» What you need to do
Transcribe the listing below word for word.

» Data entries
* * * *

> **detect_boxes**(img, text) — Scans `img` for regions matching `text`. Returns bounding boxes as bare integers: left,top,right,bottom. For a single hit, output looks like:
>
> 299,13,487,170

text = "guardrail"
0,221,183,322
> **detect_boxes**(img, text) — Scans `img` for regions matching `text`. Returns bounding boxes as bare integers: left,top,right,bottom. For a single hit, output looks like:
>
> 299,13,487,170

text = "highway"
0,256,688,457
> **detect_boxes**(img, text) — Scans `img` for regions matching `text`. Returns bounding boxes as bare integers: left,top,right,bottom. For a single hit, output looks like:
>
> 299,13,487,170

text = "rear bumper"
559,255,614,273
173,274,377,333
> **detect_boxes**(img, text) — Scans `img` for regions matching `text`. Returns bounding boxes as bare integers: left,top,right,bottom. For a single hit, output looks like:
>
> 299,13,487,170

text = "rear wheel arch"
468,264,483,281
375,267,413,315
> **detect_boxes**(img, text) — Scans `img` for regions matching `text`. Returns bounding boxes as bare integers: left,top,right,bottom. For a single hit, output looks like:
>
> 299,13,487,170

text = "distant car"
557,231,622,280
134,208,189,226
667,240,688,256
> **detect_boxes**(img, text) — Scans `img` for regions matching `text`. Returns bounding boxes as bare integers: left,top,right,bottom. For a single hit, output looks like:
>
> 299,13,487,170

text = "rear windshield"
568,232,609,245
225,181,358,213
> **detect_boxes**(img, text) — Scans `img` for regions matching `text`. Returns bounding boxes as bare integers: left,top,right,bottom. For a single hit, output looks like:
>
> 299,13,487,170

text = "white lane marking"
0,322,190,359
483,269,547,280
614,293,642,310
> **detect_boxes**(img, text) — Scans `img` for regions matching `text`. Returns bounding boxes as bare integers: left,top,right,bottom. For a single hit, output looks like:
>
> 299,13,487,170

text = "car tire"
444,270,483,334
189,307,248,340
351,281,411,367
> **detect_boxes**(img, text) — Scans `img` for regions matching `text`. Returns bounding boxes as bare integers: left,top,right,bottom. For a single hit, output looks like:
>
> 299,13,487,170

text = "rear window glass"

* * * *

» Result below
> **detect_boxes**(img, text) — Scans `img` for regions matching `text`. Returns bounding boxes as bare integers: left,top,right,bottom. For a single hit, output looks like:
>
> 299,13,487,170

text = "guardrail"
0,221,183,322
> **detect_boxes**(img, text) — Scans `img` for regions matching `text`. Returns bounding boxes as bare integers: left,top,right,bottom. For a single hit, output looks like:
>
> 299,13,487,170

text = "highway"
0,256,688,457
> **detect_boxes**(img, text) — Scans `img` for regions matching `text`. Returns bounding boxes as bare integers: left,top,right,bottom. For a single hit, output looks like:
>
> 299,13,487,170

text = "rear bumper"
559,255,614,273
173,274,377,333
> **detect_boxes**(img, text) — Scans `img` for regions matching `text`. Returns bounding boxes as bare integers: left,top,right,bottom. For a single hit, output looks like:
>
> 299,13,487,170

text = "rear wheel arch"
468,264,483,281
375,267,413,315
> **detect_boxes**(img, text) — Scans `img` for regions matching `text`. Returns bounding boxes as bare integers: left,top,right,bottom. For a single hit, output looks like:
>
> 299,13,487,170

text = "distant car"
557,231,622,280
134,208,189,226
667,240,688,256
> **detect_boxes**(img, text) — Scans `img` for regions matching `text`. Returns bounding boxes as bare integers: left,top,right,bottom. For a single hit, output looks like:
>
> 299,13,487,170

text = "rear windshield"
568,232,609,245
225,181,358,213
> **detect_boxes**(img, text) — Scans `img` for regions matching `text`. Returns bounding boxes as bare integers: left,top,right,bottom. For a single hit, output looks like:
>
> 299,13,487,170

text = "white lane marking"
0,322,190,359
483,269,547,280
614,293,642,310
> **detect_boxes**(img, text) — Scans `img` for regions matching `text`. Returns bounding boxes as bare integers: left,top,right,bottom. For a single hit, output looks like:
>
> 299,13,487,170

text = "car tire"
444,270,483,334
189,307,248,340
351,281,411,367
> **detect_boxes**(img, text) — Scans `img` for regions matching `text`. Returns bounding boxes as bare integers: left,top,right,bottom. For a single hit, output looks like:
>
> 299,13,487,170

text = "rear window glass"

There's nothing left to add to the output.